Fragmento seleccionado:
┌──
Cuando reaparece un poema perdido en la memoria

La mayoría descubre la poesía durante su adolescencia. Gracias a las obligaciones escolares, algunos encuentran en ella un modo de expresión, una vía de escape, un grifo abierto para los demonios internos en plena rebeldía hormonal. A otros le pasa de largo como una tarea tediosa, como una obligación para pasar la materia.

Antes de descubrir la poesía como parte del programa educativo de bachillerato, ya ella me había encontrado en una vieja, muy vieja antología de Pablo Neruda que reposaba entre el polvo de la desidia en la biblioteca de la casa de mi madre. Allí estaban la Canción Desesperada, la Oda a la Cebolla, los 20 Poemas de Amor, Alturas de Macchu Picchu y tantos otros.
└──
Preguntas de estudio:
A – Responde estas preguntas sobre el fragmento:
(i) ¿En qué etapa de la vida descubre la poesía la mayoría?
(ii) ¿De qué poeta era la vieja antología?
(iii) ¿En qué lugar reposaba esa antología?
B – Por favor, escribe la continuación del fragmento sobre el descubrimiento de la poesía a partir de su última oración.

[Datos de origen]
┌──
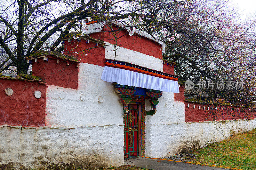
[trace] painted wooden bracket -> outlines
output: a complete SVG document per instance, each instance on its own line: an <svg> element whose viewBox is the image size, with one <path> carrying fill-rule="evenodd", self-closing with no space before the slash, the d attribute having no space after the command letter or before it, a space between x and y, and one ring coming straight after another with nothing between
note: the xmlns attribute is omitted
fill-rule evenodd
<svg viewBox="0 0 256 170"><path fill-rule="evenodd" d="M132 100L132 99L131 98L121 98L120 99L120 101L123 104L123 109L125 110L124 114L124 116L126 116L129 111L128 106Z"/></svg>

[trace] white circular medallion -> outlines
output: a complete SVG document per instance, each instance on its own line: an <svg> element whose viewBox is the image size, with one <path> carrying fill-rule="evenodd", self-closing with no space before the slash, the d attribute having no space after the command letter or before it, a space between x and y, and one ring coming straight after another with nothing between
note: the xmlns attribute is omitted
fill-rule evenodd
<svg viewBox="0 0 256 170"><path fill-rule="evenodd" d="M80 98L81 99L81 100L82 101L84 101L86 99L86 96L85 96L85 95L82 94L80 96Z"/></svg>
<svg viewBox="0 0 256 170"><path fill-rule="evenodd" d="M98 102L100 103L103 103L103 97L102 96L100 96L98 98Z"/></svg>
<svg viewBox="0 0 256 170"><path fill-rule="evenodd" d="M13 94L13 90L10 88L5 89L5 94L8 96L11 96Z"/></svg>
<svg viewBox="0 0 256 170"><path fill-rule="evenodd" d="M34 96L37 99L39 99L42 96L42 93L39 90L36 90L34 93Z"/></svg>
└──
┌──
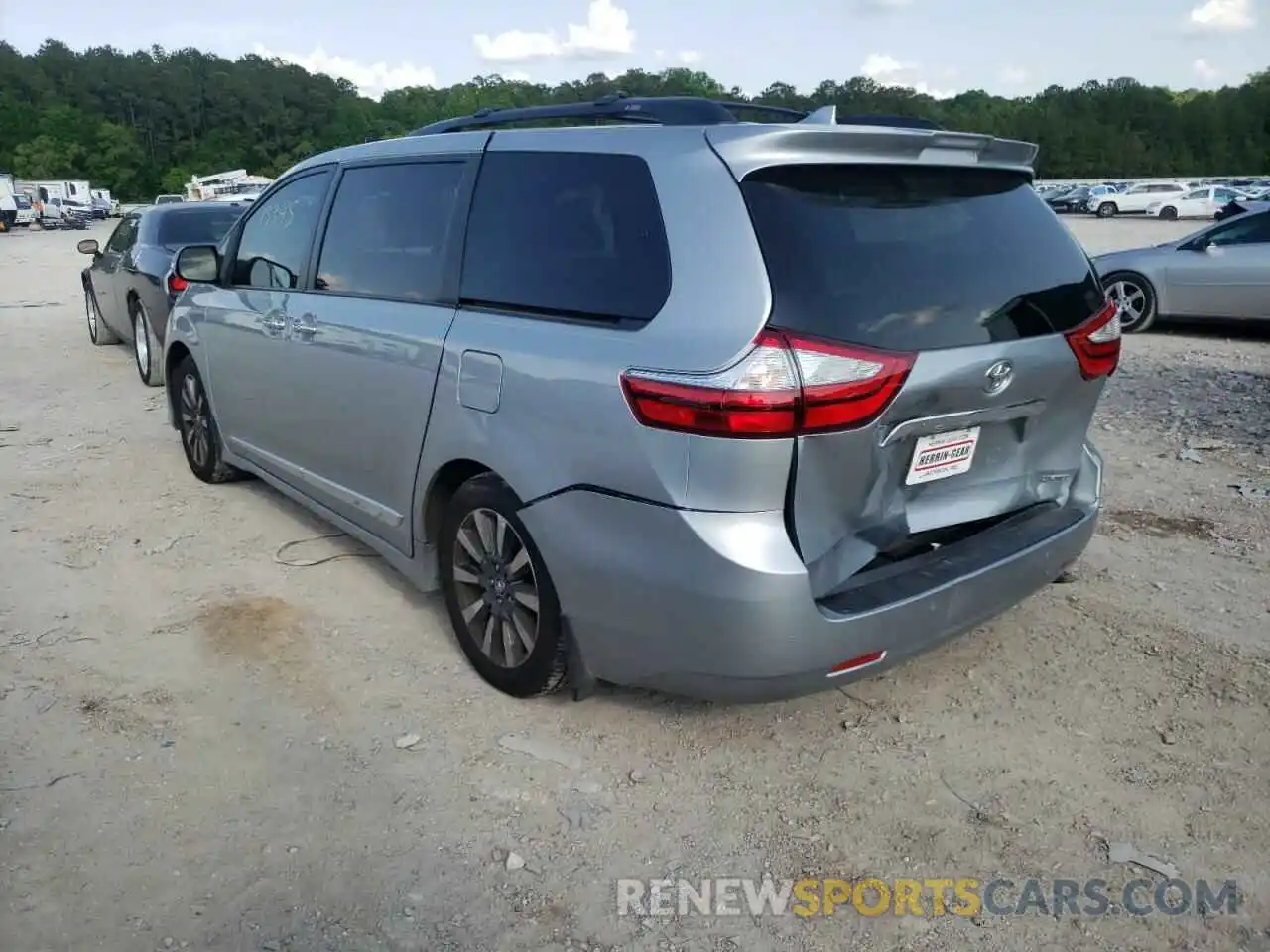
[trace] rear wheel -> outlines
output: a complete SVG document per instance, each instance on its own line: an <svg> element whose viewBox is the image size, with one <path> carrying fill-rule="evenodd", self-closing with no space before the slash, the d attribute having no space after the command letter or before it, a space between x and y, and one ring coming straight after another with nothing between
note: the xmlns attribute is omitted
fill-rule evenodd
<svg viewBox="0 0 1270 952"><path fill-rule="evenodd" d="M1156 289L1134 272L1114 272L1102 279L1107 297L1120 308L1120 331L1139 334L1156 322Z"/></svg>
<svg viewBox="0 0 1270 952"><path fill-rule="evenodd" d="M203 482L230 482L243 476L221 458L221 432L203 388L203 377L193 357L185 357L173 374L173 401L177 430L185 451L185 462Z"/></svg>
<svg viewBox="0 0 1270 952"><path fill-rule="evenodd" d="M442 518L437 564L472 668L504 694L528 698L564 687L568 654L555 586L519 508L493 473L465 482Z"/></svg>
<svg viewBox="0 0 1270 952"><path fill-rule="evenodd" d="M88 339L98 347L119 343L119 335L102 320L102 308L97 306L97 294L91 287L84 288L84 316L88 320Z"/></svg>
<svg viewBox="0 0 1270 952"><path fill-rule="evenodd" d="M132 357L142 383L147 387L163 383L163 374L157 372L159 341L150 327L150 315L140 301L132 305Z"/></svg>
└──
Respuestas a las tareas:
A –
(i) En la adolescencia.
(ii) De Pablo Neruda.
(iii) En la biblioteca de la casa de la madre de quien narra.

B –
A propósito de mi perenne pesimismo, hubo un poema en particular que me marcó. Me produjo una sensación neurálgica desde el primer verso que me hizo entender el poder infinito de la palabra escrita. Una especie de revelación. Un impacto con vidrios rotos. Sin embargo, la adultez y la vida y el mundo real con sus cotidianidades implacables van borrando a punta de diminutas preocupaciones esa conexión con el arte. Crecí y olvidé el poema.

Pero Neruda tiene algo de mágico, guerrero y militante, de esos que no se dejan vencer por las adversidades. Así que cuando fui esta semana a una librería cualquiera en un centro comercial cualquiera a “curiosear” un rato, saltó de un anaquel. En mis manos, un libro llamado 24 poetas latinoamericanos. Y entre Borges, Benedetti, Vallejo y Lezama Lima, se asomaba Neruda, volviendo a mi vida.

Sucede que me canso de ser hombre.

Sucede que entro en las sastrerías y en los cines

marchito, impenetrable, como un cisne de fieltro

navegando en un agua de origen y ceniza.

 

El olor de las peluquerías me hace llorar a gritos.

Sólo quiero un descanso de piedras o de lana,

sólo quiero no ver establecimientos ni jardines,

ni mercaderías, ni anteojos, ni ascensores.

 

Sucede que me canso de mis pies y mis uñas

y mi pelo y mi sombra.

Sucede que me canso de ser hombre.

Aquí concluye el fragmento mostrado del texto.